_TASK INPUT_
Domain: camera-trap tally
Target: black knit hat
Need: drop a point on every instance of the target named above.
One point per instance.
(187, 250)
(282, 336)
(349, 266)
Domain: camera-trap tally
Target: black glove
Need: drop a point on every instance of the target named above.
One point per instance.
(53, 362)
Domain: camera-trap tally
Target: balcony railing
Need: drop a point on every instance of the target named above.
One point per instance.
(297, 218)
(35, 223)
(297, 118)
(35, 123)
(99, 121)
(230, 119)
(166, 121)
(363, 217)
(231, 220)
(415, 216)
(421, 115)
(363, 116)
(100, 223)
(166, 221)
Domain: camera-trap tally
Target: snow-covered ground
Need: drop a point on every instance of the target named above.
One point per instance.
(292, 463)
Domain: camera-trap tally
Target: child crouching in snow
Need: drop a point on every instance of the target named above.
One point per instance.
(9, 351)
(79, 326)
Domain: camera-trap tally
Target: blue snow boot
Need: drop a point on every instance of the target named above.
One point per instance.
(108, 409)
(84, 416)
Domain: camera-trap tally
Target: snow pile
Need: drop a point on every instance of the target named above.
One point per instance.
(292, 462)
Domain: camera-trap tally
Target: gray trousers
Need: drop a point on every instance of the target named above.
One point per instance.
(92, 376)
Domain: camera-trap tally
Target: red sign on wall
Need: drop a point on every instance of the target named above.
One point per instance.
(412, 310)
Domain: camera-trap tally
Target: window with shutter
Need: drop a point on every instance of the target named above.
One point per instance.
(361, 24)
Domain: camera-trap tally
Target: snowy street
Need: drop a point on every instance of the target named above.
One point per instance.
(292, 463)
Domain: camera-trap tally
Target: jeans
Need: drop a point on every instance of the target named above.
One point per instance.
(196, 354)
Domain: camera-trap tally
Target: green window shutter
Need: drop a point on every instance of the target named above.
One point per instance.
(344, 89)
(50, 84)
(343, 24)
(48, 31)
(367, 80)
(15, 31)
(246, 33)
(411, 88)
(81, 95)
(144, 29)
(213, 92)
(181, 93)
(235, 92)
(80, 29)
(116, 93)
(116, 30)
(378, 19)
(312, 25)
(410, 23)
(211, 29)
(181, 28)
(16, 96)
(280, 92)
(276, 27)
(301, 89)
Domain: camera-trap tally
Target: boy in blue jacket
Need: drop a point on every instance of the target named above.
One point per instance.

_EXERCISE REQUIREMENTS_
Repeat the preceding lines exactly, please, every one of them.

_SOLUTION_
Domain: camera-trap tally
Target: black knit hat
Need: drop a point on every instance of the target named above.
One point per instance.
(187, 250)
(282, 336)
(349, 266)
Domain: camera-trap tally
Target: black glove
Need: drop a point on every instance of the target named above.
One point per instance.
(53, 362)
Domain: camera-trap tally
Target: balcony railing
Need: drop a point on every instance of the target named above.
One point per instance.
(297, 218)
(35, 223)
(297, 118)
(35, 123)
(99, 121)
(230, 119)
(166, 121)
(363, 217)
(231, 220)
(415, 216)
(421, 115)
(363, 116)
(100, 223)
(166, 221)
Domain: camera-trap tally
Target: snow-covered ground
Need: drop a point on every instance of the target named above.
One point per instance.
(292, 463)
Domain: camera-trap tally
Target: child crouching in snow
Need: drop a point on every instance of the target named above.
One point per instance.
(9, 351)
(79, 326)
Domain: camera-trap tally
Target: blue snow boot
Need: drop a point on every instance of the target named above.
One point per instance.
(108, 409)
(84, 416)
Domain: camera-trap tally
Target: snow pile
Need: drop a point on every instance of the target named above.
One point per instance.
(292, 462)
Domain: camera-trap tally
Target: gray trousers
Need: drop a point on every instance of the target named above.
One point per instance.
(92, 376)
Domain: camera-trap tally
Target: red sign on wall
Need: drop a point on every instance of the target named above.
One point per instance.
(412, 310)
Domain: camera-trap tally
Target: window with shutter
Need: drop a point on every instance of the target named above.
One point per instance.
(361, 24)
Domain: camera-trap tally
Target: snowy street
Need: drop a point on every instance of the target named above.
One point per instance.
(292, 463)
Domain: camera-trap tally
Target: jeans
Need: drop a point on every instance of the target named above.
One point per instance.
(196, 354)
Domain: camera-trap tally
Target: green window shutter
Need: drop a point on every instance of the target named above.
One point per instance.
(344, 89)
(50, 84)
(343, 24)
(48, 31)
(367, 80)
(15, 31)
(246, 33)
(411, 88)
(81, 95)
(144, 29)
(213, 92)
(181, 93)
(235, 92)
(80, 29)
(116, 93)
(116, 30)
(378, 19)
(312, 25)
(410, 23)
(211, 29)
(181, 28)
(16, 96)
(280, 92)
(276, 27)
(301, 89)
Domain: camera-trap tally
Target: boy in blue jacket
Need: drop a point on every instance of the target named above.
One point per instance.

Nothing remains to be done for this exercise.